Required work — Please repeat the data word for word, from the line containing "of the green" through the end of the data.

--- Begin ---

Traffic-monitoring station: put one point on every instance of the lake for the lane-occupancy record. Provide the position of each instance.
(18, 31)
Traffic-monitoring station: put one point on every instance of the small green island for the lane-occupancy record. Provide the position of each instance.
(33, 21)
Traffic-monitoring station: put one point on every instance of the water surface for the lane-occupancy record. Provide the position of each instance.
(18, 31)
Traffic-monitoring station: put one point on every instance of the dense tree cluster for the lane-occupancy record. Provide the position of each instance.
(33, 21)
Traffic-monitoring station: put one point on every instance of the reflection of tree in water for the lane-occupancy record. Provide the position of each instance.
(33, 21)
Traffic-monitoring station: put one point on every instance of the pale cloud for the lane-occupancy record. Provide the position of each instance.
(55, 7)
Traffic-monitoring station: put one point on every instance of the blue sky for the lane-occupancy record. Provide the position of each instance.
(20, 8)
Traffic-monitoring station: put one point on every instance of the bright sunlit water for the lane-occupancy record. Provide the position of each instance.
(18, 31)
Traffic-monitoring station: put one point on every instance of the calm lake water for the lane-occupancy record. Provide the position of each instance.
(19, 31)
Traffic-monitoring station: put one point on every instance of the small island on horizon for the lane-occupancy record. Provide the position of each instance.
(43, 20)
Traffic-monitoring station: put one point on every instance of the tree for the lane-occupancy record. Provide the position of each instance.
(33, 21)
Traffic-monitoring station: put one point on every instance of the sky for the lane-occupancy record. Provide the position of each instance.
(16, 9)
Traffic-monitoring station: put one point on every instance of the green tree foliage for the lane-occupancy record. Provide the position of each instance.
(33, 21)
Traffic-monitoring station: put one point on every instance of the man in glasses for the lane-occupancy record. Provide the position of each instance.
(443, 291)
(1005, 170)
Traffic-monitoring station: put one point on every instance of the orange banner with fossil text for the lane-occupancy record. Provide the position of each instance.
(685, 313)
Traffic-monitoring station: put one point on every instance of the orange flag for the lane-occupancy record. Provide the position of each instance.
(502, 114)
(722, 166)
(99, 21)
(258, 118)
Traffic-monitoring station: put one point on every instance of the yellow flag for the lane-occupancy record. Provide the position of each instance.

--- End ---

Exercise solution —
Traffic-monitoring station: put one point on every instance of the green tree foliage for the lane-occupancy record. Provide the position of each instance.
(33, 21)
Traffic-monitoring station: put one point on every instance of the man in glasses for the lane-occupancy record. Provide the position of each instance.
(443, 291)
(1005, 170)
Traffic-monitoring station: put one point on every instance of the orange banner with fossil text for the lane-occupancy record. Provide the position of each instance.
(685, 313)
Traffic-monitoring station: put one point on every instance of the orange flag for the lane-occupancy record. Provide the position of each instance.
(502, 114)
(722, 166)
(99, 21)
(258, 118)
Traffic-monitoring station: put one point on every instance of the yellow flag for the lane-occupancy record. Provide the position of each instance.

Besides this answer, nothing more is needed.